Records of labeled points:
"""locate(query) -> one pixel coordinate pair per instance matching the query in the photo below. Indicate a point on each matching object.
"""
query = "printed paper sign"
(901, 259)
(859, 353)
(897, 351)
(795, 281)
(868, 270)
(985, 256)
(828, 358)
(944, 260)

Work to be completed: Update the items above by changing "printed paper sign" to "paper notice" and leaving everything else as it is.

Written answer:
"""locate(query) -> one pixel coordinate pair per instance matching the query in the photo below. Indicate a point on each matching object.
"""
query = "paper notice"
(901, 259)
(859, 353)
(897, 351)
(795, 281)
(868, 270)
(985, 256)
(828, 358)
(944, 260)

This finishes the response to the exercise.